◆ **EXERCISE**
From the records below, copy each line that has the word "target" in it.
########################################
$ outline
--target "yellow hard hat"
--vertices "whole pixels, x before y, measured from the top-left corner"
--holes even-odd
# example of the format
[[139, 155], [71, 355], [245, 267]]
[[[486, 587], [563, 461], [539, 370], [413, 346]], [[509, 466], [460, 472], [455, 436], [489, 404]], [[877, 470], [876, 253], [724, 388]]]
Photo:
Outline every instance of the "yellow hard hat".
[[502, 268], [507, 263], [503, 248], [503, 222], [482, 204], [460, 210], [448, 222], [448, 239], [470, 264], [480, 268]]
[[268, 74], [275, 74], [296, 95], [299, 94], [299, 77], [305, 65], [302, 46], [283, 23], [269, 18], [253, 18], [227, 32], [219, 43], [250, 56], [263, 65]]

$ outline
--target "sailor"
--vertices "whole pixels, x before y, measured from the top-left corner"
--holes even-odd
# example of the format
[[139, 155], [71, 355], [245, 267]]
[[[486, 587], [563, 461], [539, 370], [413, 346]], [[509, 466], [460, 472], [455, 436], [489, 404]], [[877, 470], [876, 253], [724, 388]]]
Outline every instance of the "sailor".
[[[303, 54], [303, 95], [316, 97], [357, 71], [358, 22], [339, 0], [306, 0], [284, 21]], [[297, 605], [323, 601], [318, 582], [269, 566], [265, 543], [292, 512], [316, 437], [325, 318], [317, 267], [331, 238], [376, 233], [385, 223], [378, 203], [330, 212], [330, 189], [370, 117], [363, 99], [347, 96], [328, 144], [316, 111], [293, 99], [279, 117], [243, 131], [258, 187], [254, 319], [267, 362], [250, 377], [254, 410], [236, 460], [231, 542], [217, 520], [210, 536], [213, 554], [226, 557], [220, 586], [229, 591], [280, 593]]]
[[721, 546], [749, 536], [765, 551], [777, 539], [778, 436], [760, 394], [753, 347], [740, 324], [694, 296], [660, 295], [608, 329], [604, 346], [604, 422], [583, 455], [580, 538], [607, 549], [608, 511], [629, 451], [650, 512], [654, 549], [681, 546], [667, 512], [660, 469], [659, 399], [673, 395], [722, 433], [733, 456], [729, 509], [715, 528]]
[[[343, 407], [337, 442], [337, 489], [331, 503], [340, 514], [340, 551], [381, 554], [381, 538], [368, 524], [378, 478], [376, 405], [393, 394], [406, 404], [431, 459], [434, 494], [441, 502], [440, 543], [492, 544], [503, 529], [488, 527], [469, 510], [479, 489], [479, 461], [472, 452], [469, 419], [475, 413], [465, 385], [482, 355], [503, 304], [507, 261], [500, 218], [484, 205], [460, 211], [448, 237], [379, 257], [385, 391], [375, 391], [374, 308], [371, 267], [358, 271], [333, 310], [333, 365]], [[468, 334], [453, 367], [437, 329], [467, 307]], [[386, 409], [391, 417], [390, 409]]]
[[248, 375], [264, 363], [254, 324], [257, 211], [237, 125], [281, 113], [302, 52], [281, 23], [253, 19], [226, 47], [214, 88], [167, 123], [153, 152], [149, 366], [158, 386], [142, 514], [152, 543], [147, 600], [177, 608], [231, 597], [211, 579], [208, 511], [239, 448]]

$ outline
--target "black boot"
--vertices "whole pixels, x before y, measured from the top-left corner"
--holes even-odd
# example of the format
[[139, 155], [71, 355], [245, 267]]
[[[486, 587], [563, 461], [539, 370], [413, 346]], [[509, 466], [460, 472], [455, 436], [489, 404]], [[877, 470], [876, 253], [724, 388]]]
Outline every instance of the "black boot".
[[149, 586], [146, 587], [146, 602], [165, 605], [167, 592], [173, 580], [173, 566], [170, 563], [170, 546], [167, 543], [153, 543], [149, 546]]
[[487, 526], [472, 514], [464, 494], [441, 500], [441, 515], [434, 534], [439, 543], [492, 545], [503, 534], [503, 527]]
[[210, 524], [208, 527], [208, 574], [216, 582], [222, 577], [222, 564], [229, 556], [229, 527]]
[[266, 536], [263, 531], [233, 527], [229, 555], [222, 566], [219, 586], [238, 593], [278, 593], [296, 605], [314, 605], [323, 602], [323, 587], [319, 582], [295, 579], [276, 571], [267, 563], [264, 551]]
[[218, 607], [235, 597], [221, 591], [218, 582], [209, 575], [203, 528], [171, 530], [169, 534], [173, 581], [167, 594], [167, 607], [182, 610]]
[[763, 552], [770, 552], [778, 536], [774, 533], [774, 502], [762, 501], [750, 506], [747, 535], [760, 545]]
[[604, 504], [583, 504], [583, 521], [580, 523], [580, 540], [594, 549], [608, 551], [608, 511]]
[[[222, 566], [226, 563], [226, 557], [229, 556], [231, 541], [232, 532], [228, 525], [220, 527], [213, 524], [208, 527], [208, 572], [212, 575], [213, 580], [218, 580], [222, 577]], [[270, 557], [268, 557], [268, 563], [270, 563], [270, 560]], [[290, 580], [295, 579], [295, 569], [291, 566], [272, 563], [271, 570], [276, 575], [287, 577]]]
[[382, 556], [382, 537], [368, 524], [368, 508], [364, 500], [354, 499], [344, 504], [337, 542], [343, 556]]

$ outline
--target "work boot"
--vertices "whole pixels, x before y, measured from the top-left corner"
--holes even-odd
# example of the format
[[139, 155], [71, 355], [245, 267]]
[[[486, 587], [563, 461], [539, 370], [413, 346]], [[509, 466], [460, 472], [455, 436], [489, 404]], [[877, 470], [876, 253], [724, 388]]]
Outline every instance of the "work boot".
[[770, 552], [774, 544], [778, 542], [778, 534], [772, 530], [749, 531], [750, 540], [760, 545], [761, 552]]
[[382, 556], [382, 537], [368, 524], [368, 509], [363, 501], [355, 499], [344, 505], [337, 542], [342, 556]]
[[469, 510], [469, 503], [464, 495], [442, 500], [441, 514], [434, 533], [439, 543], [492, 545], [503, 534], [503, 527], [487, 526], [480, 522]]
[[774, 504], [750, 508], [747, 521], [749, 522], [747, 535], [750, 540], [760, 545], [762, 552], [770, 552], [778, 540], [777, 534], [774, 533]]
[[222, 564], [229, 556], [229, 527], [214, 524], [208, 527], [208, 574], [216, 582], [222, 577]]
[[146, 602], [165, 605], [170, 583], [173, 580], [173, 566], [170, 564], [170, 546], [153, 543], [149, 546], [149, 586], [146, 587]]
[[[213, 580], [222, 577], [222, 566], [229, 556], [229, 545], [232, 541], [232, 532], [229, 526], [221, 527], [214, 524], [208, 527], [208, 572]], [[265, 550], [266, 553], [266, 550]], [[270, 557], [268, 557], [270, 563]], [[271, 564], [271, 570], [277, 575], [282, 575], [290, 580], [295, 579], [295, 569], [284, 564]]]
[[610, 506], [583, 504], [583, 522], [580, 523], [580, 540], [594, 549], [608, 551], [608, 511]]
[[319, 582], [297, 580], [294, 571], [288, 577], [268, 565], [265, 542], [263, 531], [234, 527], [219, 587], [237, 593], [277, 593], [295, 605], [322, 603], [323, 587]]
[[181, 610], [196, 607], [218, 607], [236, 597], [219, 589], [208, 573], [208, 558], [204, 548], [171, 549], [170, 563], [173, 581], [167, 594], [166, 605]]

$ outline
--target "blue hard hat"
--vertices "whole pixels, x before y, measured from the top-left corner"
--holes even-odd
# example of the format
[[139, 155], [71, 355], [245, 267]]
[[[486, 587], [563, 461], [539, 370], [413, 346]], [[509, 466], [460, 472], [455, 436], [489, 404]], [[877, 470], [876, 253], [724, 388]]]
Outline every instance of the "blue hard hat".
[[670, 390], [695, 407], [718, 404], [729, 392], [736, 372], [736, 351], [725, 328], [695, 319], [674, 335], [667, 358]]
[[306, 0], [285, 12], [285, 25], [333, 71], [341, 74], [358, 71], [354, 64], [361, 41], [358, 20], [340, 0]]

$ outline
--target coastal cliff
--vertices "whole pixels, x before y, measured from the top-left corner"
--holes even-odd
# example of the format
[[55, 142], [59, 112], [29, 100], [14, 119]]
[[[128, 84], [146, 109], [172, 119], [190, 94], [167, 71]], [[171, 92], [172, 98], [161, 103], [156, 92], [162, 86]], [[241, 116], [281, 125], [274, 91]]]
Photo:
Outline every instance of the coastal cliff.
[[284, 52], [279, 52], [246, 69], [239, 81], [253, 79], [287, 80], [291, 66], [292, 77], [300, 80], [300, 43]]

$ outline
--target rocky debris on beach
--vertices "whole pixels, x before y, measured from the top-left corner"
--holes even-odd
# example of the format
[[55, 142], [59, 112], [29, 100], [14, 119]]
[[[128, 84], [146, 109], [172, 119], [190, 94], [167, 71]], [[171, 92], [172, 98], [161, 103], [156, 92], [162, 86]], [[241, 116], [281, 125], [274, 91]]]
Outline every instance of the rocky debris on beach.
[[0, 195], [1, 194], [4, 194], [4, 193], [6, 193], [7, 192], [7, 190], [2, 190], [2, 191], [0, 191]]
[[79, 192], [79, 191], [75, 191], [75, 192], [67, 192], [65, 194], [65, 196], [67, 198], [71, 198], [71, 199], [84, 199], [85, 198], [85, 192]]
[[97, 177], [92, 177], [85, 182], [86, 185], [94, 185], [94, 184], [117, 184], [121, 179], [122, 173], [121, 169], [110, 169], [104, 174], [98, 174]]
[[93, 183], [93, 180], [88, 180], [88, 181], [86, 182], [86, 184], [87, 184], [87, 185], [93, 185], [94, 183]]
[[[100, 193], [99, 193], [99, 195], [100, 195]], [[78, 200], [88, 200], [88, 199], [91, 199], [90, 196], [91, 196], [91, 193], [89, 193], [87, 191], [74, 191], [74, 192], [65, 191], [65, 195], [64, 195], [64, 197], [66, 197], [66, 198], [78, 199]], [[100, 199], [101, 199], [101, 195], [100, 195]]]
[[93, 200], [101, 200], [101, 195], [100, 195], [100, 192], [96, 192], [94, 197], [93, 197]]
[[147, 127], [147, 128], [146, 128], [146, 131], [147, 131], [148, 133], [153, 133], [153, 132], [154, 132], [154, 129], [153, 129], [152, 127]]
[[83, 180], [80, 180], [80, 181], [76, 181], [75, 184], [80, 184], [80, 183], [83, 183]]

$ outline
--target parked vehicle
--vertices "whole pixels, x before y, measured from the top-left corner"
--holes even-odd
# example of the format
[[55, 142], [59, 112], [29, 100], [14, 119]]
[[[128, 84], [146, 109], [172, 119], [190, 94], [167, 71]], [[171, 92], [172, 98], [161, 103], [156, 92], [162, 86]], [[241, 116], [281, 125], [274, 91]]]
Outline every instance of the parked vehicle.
########################################
◆ **ANSWER TO THE PROBLEM**
--target "yellow hard hat"
--target "sailor"
--target "black boot"
--target "work boot"
--target "blue hard hat"
--target coastal cliff
--target rocky debris on beach
--target parked vehicle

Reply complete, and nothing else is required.